--- BEGIN ---
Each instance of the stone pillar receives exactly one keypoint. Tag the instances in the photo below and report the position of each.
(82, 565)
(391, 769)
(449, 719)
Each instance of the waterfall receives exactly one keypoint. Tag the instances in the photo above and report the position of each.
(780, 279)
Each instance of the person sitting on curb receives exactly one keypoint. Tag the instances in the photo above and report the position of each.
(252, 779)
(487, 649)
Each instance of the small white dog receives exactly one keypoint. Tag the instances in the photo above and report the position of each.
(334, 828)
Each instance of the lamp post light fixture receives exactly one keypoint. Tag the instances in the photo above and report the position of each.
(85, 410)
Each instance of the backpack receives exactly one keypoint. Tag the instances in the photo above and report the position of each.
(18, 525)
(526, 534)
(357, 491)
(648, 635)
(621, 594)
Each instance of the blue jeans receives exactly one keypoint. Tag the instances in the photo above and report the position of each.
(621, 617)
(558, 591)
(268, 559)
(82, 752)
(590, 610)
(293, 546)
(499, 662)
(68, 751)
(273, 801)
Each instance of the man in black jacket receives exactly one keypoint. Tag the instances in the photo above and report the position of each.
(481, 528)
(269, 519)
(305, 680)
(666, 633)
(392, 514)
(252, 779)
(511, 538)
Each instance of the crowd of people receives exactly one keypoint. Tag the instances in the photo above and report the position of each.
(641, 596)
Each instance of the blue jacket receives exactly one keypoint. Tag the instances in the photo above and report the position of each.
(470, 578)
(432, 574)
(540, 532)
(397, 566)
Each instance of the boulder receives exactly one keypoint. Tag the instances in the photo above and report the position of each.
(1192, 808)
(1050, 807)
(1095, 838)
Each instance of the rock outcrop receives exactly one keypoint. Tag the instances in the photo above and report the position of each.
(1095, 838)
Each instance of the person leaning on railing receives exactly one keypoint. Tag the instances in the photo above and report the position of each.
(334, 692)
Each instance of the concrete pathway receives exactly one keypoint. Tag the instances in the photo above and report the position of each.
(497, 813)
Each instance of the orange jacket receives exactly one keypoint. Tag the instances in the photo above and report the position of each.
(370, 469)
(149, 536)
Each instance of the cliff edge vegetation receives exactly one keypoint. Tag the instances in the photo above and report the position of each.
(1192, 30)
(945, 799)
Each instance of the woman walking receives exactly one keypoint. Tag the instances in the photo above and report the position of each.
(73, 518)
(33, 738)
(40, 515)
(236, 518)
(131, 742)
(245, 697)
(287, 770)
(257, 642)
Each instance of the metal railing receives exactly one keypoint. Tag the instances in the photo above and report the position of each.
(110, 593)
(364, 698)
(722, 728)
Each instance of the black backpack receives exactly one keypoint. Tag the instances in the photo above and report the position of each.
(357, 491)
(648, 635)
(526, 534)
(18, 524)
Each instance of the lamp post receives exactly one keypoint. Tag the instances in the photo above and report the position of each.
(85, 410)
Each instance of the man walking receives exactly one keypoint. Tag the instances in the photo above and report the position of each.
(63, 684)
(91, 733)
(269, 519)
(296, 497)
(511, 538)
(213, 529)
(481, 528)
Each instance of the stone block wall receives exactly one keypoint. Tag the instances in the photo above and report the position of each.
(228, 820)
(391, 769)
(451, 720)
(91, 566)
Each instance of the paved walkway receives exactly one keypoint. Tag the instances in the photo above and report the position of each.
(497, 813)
--- END ---
Repeat all of the records above exactly as they appear.

Each instance of the stone pillar receives exactly one keypoint. Tag the instances in the photo below and report the position of each.
(82, 565)
(391, 769)
(449, 719)
Each instance of the waterfall receives exactly one keypoint. Tag the instances in the photo above and report the position of each.
(780, 279)
Each instance of the person sitting on curb receives exactly one keypoint. Tag the instances in the photo above and report the position of each.
(252, 779)
(487, 649)
Each instance of the small white dog receives exactly one keypoint. Tag the instances in the photo above and report the position of each.
(334, 828)
Each instance of the lamp post light fixture receives exactly one keypoint. Tag the instances in the photo above and report the position of each.
(85, 410)
Each instance of the backpack receives exactly one keypoint. Tag the instances in the photo above and report the position of each.
(18, 525)
(526, 534)
(357, 491)
(648, 635)
(621, 594)
Each instance of the blue jeans receives exactly one keypoint. Tag the instances in the photo above and report the position of each.
(621, 617)
(558, 591)
(268, 559)
(82, 752)
(590, 610)
(293, 546)
(499, 662)
(68, 751)
(273, 801)
Each instance of the man in black jacket receives exactly one keypoint. Tag the instances in the photo above and report the position of each.
(481, 528)
(269, 519)
(305, 680)
(666, 633)
(392, 514)
(252, 779)
(511, 538)
Each instance of the crowd of people receives exactly one keypoint. Tag the instances in the photo above and report the position of each.
(641, 596)
Each instance of the blue jacket receives exactly one keypoint. Tag the instances in the photo above and report the position of each.
(470, 578)
(432, 574)
(540, 532)
(397, 566)
Each instance of the boulder receives exactly one keypoint. Tag the instances in the photo above and report the position of each.
(1192, 808)
(1050, 807)
(1095, 838)
Each instance of the rock outcrop receives exactly one keypoint. Tag the instances in the photo above and report the position of each.
(1095, 838)
Each instance of the person leaning on railing receives exactly one keypoint. Tag the instances in the photo above and report the position of each.
(334, 692)
Each instance of the concrete pathway receives exactly one keypoint. Tag the instances in the photo above and report the position of each.
(497, 813)
Each instance of the orange jacket receives exactly one keypoint. Tag the instances in the photo above and report the position of each.
(370, 469)
(149, 536)
Each instance of the cliff edge vegetation receives exactly one keypoint. Tag the instances in the photo above and report the position of each.
(1192, 30)
(945, 799)
Each instance of the woman walking receives exactly one keypoint. Tag the instances in the photo above and report the position of each.
(73, 518)
(33, 738)
(40, 515)
(236, 518)
(131, 742)
(245, 697)
(287, 770)
(257, 642)
Each instance of the metal railing receives exactly one keypoint. Tag the instances in the photo above and report the position of each.
(110, 593)
(364, 698)
(722, 728)
Each instance of the black backpack receives exactly one keypoint. Tag the instances in the photo above and report the position of each.
(357, 491)
(648, 635)
(526, 534)
(18, 524)
Each instance of the lamp post receives exactly one keypoint. Tag the instances in the photo above and report the position of each.
(85, 410)
Each instance of the man walking receives exactly one keypoint. Tag the instances in the photo above and report the position of each.
(63, 684)
(91, 733)
(269, 519)
(296, 497)
(511, 538)
(213, 529)
(481, 528)
Each instance of the stone block wall receives exactly one keypoint. Tag the instances in the photo above and report the position of each.
(228, 820)
(391, 769)
(451, 720)
(91, 566)
Each instance of the paved walkway receives exactly one keypoint. Tag the instances in the photo above and report the position of each.
(497, 813)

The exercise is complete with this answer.